* [Consigne]: Recopiez mot pour mot, dans l'extrait ci-dessous sur la démocratie en Haïti, le passage qui va de « Dr Rony Gilot, parmi » à « capitalisation du régime. ».

* [Extrait à lire]:
Dr Rony Gilot, parmi d’autres acteurs témoins, incluant les survivants de ce régime et de cette génération, ont contribué à leur manière dans la transmission des savoirs et la valorisation des réflexions sur le sujet relatif au processus de la démocratisation, en Haïti, qui n’a certainement pas amorcé en 1986. En se référant à l’organisation du référendum de 1985, même si cette avant -dernière initiative populaire représentait pour certains une mise en scène, d’autres, plus rigides diront une mascarade,  on retiendra quand même que cette flexibilité ou concession allait ouvrir les vannes des mouvements de protestation et de provocation, jusqu’à la capitalisation du régime.    

Dans la présente publication, il s’agit pour nous d’extraire dans ce travail les trois dimensions culturelles qui nous intéressent, afin d’explorer la dynamique démocratique en Haïti, dans une approche inscrite dans les trois temps : Culture, Vodou et Marronnage. Quels sont les principaux événements liés à ces trois concepts qui ont influencé l’actualité politique en Haïti, en 1985, en 1986 et jusqu’en 2025, quarante plus tard ?

* [Liste fournie]:

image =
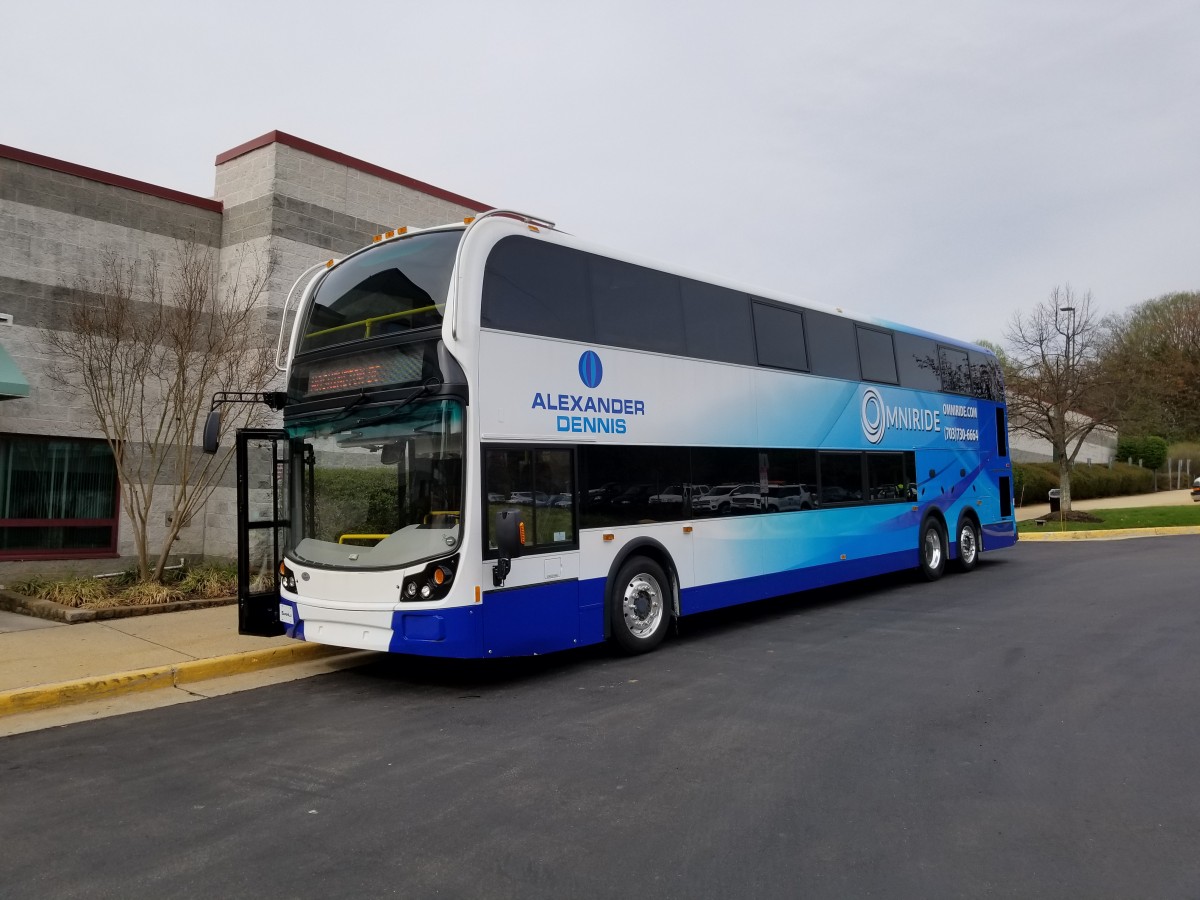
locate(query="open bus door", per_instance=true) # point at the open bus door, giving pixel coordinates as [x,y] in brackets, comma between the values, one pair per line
[264,467]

* [Réponse]:
Dr Rony Gilot, parmi d’autres acteurs témoins, incluant les survivants de ce régime et de cette génération, ont contribué à leur manière dans la transmission des savoirs et la valorisation des réflexions sur le sujet relatif au processus de la démocratisation, en Haïti, qui n’a certainement pas amorcé en 1986. En se référant à l’organisation du référendum de 1985, même si cette avant -dernière initiative populaire représentait pour certains une mise en scène, d’autres, plus rigides diront une mascarade,  on retiendra quand même que cette flexibilité ou concession allait ouvrir les vannes des mouvements de protestation et de provocation, jusqu’à la capitalisation du régime.